**Exercise goal:** Pull out every line of the data below that contains the word "flower".

########################################

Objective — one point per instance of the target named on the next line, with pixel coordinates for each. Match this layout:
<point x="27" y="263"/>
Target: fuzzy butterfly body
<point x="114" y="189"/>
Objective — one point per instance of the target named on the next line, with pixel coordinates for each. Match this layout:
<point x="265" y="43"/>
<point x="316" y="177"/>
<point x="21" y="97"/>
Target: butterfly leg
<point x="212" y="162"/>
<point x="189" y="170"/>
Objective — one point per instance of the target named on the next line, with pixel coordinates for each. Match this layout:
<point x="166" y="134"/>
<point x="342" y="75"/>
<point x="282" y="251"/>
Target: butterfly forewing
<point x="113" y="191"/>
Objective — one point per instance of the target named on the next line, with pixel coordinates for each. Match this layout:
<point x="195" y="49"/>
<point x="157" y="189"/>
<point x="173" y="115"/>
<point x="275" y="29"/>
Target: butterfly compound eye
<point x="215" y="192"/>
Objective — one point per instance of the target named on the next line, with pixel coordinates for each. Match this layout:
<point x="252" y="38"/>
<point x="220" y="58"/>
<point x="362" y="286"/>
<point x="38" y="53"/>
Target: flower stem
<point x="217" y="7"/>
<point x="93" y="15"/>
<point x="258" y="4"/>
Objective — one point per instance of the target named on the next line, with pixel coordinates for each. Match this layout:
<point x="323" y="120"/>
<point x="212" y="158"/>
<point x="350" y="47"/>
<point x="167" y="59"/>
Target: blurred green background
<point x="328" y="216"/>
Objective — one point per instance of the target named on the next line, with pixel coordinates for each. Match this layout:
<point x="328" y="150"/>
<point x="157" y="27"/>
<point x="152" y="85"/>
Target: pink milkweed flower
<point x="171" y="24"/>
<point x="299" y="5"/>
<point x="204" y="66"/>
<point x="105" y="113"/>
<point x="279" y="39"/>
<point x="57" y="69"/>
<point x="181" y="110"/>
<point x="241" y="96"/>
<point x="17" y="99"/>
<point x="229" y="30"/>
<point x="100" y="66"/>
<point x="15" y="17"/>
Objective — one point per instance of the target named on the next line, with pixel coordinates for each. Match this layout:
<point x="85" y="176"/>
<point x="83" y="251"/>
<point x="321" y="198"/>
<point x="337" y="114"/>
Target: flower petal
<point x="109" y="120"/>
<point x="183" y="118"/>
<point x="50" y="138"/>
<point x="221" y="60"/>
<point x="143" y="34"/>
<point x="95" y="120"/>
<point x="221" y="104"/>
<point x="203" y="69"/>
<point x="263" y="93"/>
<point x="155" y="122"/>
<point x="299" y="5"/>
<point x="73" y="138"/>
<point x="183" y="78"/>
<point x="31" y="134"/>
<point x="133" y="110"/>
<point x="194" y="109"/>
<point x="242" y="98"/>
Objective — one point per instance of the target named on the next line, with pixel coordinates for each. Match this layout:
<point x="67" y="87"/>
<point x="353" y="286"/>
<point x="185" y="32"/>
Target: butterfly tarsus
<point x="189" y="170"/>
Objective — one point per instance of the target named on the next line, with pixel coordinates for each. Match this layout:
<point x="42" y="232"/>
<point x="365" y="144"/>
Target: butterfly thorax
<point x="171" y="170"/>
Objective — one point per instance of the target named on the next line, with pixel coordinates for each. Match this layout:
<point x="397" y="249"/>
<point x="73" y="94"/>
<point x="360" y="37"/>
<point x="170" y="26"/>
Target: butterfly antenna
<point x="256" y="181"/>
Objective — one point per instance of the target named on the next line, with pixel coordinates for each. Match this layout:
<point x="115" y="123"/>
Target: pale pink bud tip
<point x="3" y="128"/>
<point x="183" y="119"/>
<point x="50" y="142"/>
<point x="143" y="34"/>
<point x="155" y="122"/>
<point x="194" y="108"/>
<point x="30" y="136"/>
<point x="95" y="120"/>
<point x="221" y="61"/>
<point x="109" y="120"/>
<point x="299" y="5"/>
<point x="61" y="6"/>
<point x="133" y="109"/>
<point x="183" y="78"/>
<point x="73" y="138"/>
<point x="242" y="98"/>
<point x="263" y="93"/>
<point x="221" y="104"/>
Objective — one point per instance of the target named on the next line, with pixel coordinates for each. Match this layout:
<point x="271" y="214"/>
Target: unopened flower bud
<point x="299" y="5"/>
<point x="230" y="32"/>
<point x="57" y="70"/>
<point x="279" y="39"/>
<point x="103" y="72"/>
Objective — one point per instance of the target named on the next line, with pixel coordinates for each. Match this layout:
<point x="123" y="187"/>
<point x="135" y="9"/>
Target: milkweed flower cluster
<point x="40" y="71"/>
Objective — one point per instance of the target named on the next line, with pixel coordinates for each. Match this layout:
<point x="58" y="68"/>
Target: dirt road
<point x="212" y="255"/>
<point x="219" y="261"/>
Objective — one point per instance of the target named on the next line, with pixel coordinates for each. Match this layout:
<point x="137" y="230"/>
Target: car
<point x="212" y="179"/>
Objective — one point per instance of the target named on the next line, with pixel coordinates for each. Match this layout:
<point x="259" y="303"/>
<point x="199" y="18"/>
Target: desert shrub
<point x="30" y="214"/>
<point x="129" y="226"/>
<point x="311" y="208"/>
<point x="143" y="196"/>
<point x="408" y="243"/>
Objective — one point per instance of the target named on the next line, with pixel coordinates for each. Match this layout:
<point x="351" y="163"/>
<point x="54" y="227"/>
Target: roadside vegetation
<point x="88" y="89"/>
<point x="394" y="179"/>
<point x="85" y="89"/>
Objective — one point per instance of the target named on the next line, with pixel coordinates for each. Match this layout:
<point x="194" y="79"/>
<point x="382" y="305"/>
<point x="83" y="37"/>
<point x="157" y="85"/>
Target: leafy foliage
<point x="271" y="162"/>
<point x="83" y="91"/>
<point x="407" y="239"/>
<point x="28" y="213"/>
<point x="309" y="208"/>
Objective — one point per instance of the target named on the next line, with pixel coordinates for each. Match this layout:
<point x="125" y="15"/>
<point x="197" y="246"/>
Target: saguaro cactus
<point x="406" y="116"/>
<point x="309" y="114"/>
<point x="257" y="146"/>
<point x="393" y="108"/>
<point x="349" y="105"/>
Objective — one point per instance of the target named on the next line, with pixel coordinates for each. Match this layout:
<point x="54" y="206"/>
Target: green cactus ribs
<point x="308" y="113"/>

########################################

**Exercise output:**
Target: flower stem
Target: pink milkweed flower
Target: flower petal
Target: unopened flower bud
Target: milkweed flower cluster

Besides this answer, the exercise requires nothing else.